WHAT THE TASK ASKS
Copy out everything in the interview from "Thus we have" down to "this come about?", word for word.

[GIVEN TEXT]

Battle Scars comes with a bonus track in the shape of a re-recorded version of your song "Sleepers". It is a song I've always liked, but the new version sounds absolutely amazing. What made you choose this song to revisit and rework?

The reason for re-recording "Sleepers" was because, at the time, our 25th anniversary was looming and we wanted to mark it in some way, thus we decided to re-record "Sleepers" to try and get it to sound as close as to how we had wanted it to sound in the first place. "Sleepers" is arguably the most important song in our cannon, certainly of that particular era, thus we felt we wanted to finally do it justice in the studio.

Oddly, Sleepers, the album, cost us a ton of money but Tony Arnold [King Crimson, Andy Summers, Toyah] didn't listen to the band at all and we were never happy with original recording. In fact, if I had the time and the money we would re-mix Sleepers from scratch, the whole album. I love the songs on that album but they didn't quite end up sounding how we envisaged which was a bit galling considering how much the album cost!

Thus we have now finally recorded "Sleepers" the song as we wanted it nearly 20 years ago!

Will Beyond The Realms Of Euphoria also feature another song revisited in this way?

It will indeed, we have re-recorded a new version of "Richelieu's Prayer" - again an important song for us in the early 1990's. We also have Mark Andrews guesting on it who was our keyboard player at the time, who is also still a very close friend and who wrote the song, so it seemed to make sense to feature Mark, along with Dean of course.

As if releasing two albums in one year wasn't enough, I believe that there is also a Galahad biography being published this year, documenting the band's time together. How did this come about?

[/GIVEN TEXT]
[DATA RECORDS]

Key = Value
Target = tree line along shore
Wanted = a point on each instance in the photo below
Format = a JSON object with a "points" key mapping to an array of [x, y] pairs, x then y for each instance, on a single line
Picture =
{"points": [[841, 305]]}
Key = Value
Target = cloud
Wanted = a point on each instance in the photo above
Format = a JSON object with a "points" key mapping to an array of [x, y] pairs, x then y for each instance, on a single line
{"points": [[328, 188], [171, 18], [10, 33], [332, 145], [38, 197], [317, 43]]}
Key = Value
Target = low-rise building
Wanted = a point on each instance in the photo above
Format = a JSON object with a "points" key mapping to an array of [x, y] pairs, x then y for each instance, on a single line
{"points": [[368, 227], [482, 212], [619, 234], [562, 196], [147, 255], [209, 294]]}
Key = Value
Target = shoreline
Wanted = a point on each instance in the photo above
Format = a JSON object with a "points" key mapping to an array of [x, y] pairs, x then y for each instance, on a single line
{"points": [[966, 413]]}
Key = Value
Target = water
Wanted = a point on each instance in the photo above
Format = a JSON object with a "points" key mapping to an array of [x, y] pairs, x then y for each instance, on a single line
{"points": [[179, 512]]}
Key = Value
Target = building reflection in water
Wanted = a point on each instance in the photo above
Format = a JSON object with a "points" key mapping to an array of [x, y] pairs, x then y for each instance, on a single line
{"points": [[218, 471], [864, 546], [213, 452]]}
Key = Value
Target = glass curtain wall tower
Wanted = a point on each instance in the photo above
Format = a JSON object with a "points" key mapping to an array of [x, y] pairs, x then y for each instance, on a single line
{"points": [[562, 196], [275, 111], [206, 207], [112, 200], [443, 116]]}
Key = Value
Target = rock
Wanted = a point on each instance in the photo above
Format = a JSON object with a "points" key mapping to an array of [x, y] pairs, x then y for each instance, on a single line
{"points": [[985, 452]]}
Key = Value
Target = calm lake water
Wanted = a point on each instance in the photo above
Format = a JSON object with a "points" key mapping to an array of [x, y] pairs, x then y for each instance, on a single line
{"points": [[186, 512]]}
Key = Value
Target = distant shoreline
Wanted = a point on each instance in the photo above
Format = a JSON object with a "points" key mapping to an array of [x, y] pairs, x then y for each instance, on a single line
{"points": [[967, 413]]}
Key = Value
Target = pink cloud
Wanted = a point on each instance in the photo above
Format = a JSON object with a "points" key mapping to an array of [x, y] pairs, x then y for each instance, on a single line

[/DATA RECORDS]

WRITTEN RESPONSE
Thus we have now finally recorded "Sleepers" the song as we wanted it nearly 20 years ago!

Will Beyond The Realms Of Euphoria also feature another song revisited in this way?

It will indeed, we have re-recorded a new version of "Richelieu's Prayer" - again an important song for us in the early 1990's. We also have Mark Andrews guesting on it who was our keyboard player at the time, who is also still a very close friend and who wrote the song, so it seemed to make sense to feature Mark, along with Dean of course.

As if releasing two albums in one year wasn't enough, I believe that there is also a Galahad biography being published this year, documenting the band's time together. How did this come about?